[Opening Source data section]
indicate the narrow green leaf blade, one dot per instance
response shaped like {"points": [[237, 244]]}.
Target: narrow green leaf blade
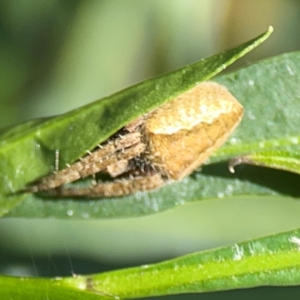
{"points": [[277, 159], [272, 260]]}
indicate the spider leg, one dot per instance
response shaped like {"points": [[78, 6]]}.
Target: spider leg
{"points": [[123, 148], [116, 188]]}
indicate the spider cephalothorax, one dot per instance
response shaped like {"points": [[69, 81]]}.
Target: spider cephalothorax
{"points": [[166, 144]]}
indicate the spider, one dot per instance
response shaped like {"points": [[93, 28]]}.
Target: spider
{"points": [[164, 145]]}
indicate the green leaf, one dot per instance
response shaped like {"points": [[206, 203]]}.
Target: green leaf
{"points": [[277, 159], [42, 288], [272, 260], [27, 151]]}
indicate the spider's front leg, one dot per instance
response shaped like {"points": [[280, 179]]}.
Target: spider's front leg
{"points": [[116, 188], [121, 149]]}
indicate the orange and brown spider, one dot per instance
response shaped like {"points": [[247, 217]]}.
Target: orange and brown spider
{"points": [[164, 145]]}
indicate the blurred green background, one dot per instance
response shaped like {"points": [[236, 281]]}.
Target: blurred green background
{"points": [[58, 55]]}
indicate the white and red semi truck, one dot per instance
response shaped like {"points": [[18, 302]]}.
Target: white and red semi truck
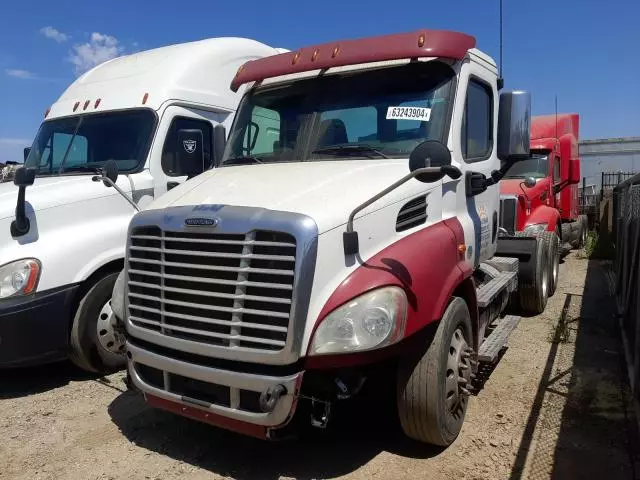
{"points": [[353, 222]]}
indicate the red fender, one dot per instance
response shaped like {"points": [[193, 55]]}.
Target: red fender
{"points": [[428, 265], [545, 214]]}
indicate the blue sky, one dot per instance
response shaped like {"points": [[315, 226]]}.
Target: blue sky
{"points": [[586, 52]]}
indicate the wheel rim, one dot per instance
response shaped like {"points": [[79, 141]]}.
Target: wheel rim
{"points": [[458, 374], [556, 266], [108, 336]]}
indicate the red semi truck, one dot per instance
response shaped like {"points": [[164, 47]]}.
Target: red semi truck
{"points": [[541, 195]]}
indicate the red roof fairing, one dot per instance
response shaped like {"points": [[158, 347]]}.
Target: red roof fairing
{"points": [[423, 43]]}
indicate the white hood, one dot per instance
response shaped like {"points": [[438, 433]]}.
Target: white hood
{"points": [[49, 192], [326, 191]]}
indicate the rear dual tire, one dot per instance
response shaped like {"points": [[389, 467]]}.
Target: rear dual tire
{"points": [[431, 396], [533, 296]]}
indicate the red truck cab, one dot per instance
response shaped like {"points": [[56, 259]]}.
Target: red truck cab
{"points": [[540, 195], [551, 203]]}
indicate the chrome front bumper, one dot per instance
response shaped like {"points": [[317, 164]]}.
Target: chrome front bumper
{"points": [[236, 382]]}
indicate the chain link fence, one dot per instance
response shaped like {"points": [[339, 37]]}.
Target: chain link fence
{"points": [[626, 238]]}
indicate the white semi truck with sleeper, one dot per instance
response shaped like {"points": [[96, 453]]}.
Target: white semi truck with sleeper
{"points": [[62, 235], [352, 228]]}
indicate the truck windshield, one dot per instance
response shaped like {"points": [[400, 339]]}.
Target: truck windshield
{"points": [[537, 166], [122, 136], [380, 113]]}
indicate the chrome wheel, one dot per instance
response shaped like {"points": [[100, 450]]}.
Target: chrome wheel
{"points": [[458, 375], [108, 336], [545, 283], [556, 265]]}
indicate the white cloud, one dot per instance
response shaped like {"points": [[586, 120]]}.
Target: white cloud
{"points": [[99, 49], [22, 74], [54, 34], [15, 141]]}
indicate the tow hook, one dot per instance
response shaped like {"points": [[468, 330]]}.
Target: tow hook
{"points": [[320, 413], [270, 397]]}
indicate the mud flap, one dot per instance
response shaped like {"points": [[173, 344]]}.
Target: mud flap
{"points": [[524, 249]]}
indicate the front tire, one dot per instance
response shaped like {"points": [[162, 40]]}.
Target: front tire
{"points": [[584, 231], [95, 345], [533, 296], [552, 245], [432, 393]]}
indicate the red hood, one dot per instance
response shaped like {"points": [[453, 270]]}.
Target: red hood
{"points": [[512, 187]]}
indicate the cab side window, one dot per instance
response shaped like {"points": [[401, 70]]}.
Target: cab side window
{"points": [[556, 170], [477, 122], [262, 134], [170, 158]]}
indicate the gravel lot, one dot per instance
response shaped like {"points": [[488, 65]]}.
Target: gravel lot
{"points": [[554, 407]]}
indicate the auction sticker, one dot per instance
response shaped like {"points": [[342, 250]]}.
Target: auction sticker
{"points": [[409, 113]]}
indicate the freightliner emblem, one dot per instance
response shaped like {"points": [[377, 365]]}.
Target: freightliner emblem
{"points": [[202, 222]]}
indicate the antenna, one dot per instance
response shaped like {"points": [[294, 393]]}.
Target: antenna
{"points": [[500, 77], [556, 115]]}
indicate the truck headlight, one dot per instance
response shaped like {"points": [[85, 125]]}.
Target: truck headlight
{"points": [[535, 229], [117, 297], [372, 320], [19, 277]]}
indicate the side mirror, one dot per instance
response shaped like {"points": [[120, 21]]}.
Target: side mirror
{"points": [[574, 171], [219, 143], [514, 126], [110, 171], [432, 153], [24, 177], [190, 153]]}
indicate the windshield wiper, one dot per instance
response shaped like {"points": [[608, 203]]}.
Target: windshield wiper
{"points": [[66, 153], [350, 148], [83, 168], [242, 160]]}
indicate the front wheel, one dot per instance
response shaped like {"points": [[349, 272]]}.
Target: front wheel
{"points": [[432, 390], [533, 295], [552, 246], [584, 231], [96, 345]]}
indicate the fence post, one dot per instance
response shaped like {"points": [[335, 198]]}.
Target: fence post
{"points": [[584, 196]]}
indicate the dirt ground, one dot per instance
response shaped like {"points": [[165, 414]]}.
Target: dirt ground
{"points": [[554, 407]]}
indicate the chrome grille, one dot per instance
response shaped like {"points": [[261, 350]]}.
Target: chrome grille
{"points": [[228, 290], [508, 214]]}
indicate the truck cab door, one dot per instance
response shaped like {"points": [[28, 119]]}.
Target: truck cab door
{"points": [[473, 141], [183, 147]]}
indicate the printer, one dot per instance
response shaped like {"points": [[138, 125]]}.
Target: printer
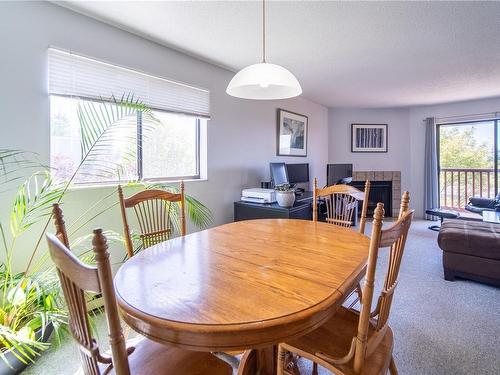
{"points": [[257, 195]]}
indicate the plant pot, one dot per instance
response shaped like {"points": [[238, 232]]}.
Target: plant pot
{"points": [[285, 198], [16, 366]]}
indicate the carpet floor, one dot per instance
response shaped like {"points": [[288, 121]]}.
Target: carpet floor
{"points": [[440, 327]]}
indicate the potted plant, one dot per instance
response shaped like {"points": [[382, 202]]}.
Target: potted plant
{"points": [[31, 303], [285, 195]]}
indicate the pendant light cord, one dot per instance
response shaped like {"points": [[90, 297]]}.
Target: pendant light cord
{"points": [[263, 31]]}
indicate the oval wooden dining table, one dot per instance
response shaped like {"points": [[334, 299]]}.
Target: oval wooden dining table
{"points": [[248, 284]]}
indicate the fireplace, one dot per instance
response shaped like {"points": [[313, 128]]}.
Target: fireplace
{"points": [[380, 191]]}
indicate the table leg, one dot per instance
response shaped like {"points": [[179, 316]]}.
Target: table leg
{"points": [[266, 360]]}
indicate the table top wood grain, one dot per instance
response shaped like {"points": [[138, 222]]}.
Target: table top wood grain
{"points": [[241, 285]]}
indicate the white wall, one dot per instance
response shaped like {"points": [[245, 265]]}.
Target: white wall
{"points": [[406, 143], [241, 133]]}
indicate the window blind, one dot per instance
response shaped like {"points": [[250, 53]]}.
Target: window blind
{"points": [[74, 75]]}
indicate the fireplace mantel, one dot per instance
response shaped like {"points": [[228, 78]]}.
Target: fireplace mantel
{"points": [[394, 176]]}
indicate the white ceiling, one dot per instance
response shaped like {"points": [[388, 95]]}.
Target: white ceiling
{"points": [[354, 54]]}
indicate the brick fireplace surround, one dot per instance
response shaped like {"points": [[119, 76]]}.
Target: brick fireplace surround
{"points": [[394, 176]]}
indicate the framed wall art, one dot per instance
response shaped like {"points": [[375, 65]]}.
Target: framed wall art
{"points": [[291, 136], [368, 137]]}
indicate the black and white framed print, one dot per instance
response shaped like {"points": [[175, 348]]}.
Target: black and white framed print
{"points": [[291, 137], [368, 137]]}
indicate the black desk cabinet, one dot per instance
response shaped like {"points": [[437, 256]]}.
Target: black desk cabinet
{"points": [[302, 209]]}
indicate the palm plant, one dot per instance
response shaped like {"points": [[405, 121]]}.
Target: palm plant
{"points": [[30, 300]]}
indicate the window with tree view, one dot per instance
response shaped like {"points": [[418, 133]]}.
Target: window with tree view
{"points": [[468, 162], [156, 145], [113, 124]]}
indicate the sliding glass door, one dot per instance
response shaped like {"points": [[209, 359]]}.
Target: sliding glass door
{"points": [[468, 156]]}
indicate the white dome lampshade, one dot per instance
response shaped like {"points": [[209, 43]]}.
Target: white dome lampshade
{"points": [[264, 81]]}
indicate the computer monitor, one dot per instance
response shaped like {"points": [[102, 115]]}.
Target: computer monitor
{"points": [[337, 172], [278, 173], [297, 173]]}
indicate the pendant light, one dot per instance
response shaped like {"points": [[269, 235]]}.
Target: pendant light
{"points": [[264, 81]]}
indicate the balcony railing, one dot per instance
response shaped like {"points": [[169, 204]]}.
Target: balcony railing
{"points": [[457, 185]]}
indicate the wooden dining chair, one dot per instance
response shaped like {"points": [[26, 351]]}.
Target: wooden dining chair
{"points": [[153, 209], [147, 357], [354, 342], [341, 201]]}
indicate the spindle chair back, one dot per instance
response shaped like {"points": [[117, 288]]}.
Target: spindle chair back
{"points": [[77, 278], [153, 209], [341, 201], [367, 331]]}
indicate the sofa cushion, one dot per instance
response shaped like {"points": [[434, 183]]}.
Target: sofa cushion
{"points": [[470, 237]]}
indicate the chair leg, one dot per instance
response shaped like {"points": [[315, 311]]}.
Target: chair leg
{"points": [[281, 360], [392, 367], [315, 368]]}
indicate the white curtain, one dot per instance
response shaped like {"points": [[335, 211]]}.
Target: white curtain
{"points": [[74, 75], [431, 192]]}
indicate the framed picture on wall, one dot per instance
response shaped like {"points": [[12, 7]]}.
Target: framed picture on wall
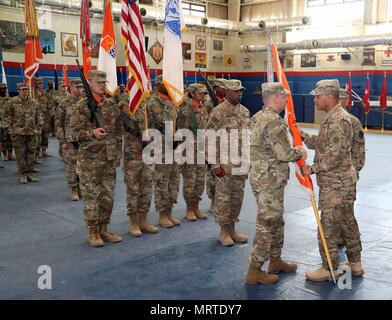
{"points": [[200, 42], [217, 45], [69, 44]]}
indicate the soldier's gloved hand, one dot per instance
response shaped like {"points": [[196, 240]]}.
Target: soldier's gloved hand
{"points": [[99, 133], [303, 152], [219, 172]]}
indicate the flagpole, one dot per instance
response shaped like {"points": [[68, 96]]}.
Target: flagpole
{"points": [[322, 236]]}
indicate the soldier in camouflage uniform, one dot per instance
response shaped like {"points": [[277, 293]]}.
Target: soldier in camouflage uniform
{"points": [[166, 176], [229, 188], [336, 178], [220, 94], [46, 113], [99, 154], [358, 149], [68, 144], [23, 120], [122, 95], [271, 153], [192, 115], [50, 94], [60, 95], [138, 176], [5, 138]]}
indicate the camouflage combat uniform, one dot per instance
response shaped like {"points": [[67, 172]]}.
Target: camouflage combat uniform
{"points": [[166, 176], [67, 143], [270, 154], [193, 174], [229, 189], [24, 121], [336, 178], [96, 159]]}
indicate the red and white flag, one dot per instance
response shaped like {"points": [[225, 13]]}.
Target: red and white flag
{"points": [[107, 51], [132, 32]]}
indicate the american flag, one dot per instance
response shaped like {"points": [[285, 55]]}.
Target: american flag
{"points": [[132, 32]]}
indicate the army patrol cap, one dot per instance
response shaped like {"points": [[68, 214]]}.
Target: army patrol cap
{"points": [[268, 88], [76, 82], [22, 86], [97, 76], [324, 86], [343, 93], [219, 82], [158, 78], [234, 85], [197, 88]]}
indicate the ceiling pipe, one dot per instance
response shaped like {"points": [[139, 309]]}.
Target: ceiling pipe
{"points": [[155, 13], [361, 41]]}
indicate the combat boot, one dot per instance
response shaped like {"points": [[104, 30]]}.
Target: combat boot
{"points": [[173, 219], [255, 276], [45, 154], [190, 214], [134, 229], [278, 265], [146, 227], [108, 236], [198, 213], [93, 237], [23, 178], [224, 236], [164, 221], [237, 237], [321, 274], [31, 178], [356, 268], [74, 194]]}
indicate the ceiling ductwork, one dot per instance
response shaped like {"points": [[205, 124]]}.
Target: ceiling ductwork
{"points": [[362, 41], [157, 14]]}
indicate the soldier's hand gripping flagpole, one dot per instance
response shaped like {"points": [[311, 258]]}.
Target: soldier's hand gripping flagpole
{"points": [[92, 105], [305, 181]]}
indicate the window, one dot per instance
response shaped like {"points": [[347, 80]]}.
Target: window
{"points": [[193, 9], [335, 12]]}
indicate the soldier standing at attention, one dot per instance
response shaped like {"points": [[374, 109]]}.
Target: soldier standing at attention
{"points": [[138, 176], [192, 115], [99, 154], [336, 178], [23, 121], [166, 175], [229, 188], [68, 145], [271, 153]]}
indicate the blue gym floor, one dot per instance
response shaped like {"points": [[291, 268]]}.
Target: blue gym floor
{"points": [[40, 226]]}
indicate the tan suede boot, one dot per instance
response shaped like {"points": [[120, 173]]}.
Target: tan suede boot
{"points": [[134, 229], [173, 219], [108, 236], [255, 276], [224, 236], [31, 178], [146, 227], [198, 213], [278, 265], [23, 178], [94, 237], [237, 237], [74, 194], [164, 221], [190, 213]]}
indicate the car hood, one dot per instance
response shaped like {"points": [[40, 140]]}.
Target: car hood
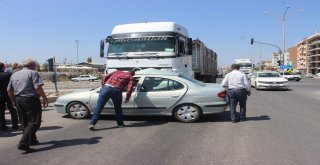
{"points": [[77, 95], [271, 79]]}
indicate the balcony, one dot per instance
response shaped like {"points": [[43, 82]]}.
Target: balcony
{"points": [[314, 43], [313, 49]]}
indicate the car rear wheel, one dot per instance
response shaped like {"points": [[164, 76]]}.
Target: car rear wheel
{"points": [[187, 113], [78, 110], [255, 84]]}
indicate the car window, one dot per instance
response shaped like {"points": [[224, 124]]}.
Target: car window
{"points": [[192, 80], [160, 84], [269, 75], [135, 83]]}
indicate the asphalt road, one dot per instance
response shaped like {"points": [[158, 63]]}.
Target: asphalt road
{"points": [[283, 128]]}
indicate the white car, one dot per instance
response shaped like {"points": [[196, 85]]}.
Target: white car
{"points": [[268, 80], [85, 78], [290, 76]]}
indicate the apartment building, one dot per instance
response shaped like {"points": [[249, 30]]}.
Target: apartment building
{"points": [[302, 56], [313, 53]]}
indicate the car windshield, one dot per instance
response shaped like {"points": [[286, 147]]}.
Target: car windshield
{"points": [[192, 80], [269, 75]]}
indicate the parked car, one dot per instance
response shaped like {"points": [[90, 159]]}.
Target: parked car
{"points": [[268, 80], [85, 78], [156, 92], [309, 75], [290, 76]]}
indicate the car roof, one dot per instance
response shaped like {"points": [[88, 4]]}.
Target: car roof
{"points": [[267, 72], [152, 71]]}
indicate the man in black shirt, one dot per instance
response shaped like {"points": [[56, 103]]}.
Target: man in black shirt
{"points": [[5, 100]]}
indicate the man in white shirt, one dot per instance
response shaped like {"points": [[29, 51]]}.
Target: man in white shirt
{"points": [[238, 88]]}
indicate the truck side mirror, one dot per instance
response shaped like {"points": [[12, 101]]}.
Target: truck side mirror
{"points": [[189, 46], [102, 48]]}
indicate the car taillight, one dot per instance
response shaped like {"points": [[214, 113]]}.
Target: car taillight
{"points": [[222, 94]]}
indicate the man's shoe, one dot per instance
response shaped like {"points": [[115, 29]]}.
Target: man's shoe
{"points": [[121, 126], [15, 127], [34, 142], [243, 119], [91, 127], [25, 148], [3, 128], [235, 121]]}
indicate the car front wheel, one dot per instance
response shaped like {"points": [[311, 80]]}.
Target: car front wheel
{"points": [[187, 113], [78, 110], [256, 86]]}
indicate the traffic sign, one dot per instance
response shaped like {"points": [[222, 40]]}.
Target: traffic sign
{"points": [[285, 66]]}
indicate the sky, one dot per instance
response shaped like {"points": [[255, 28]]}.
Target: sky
{"points": [[42, 29]]}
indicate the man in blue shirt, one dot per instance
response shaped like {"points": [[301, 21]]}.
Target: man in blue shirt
{"points": [[25, 90], [238, 88]]}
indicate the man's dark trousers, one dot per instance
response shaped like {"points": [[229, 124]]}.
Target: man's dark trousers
{"points": [[30, 112], [105, 94], [235, 96], [5, 100]]}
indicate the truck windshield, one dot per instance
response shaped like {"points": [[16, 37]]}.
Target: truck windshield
{"points": [[245, 65], [143, 44]]}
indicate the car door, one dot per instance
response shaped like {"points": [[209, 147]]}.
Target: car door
{"points": [[253, 79], [158, 94]]}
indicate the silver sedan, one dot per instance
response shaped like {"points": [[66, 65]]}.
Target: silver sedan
{"points": [[156, 92]]}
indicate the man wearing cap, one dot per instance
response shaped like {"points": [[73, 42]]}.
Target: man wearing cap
{"points": [[25, 90], [112, 86], [238, 88]]}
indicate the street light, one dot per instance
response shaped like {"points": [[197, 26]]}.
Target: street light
{"points": [[283, 19], [77, 42], [263, 43]]}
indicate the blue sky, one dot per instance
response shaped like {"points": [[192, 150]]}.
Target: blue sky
{"points": [[42, 29]]}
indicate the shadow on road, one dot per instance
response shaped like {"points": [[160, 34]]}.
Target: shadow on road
{"points": [[257, 118], [66, 143], [225, 117], [50, 128], [8, 133], [146, 121]]}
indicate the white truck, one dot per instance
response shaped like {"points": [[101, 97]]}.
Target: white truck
{"points": [[160, 45], [204, 62], [246, 66]]}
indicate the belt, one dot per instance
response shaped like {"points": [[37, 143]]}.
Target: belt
[Closing Source data section]
- Required work:
Tally the lines of the data that contain the string "belt" and report the total alone.

- Expected answer:
2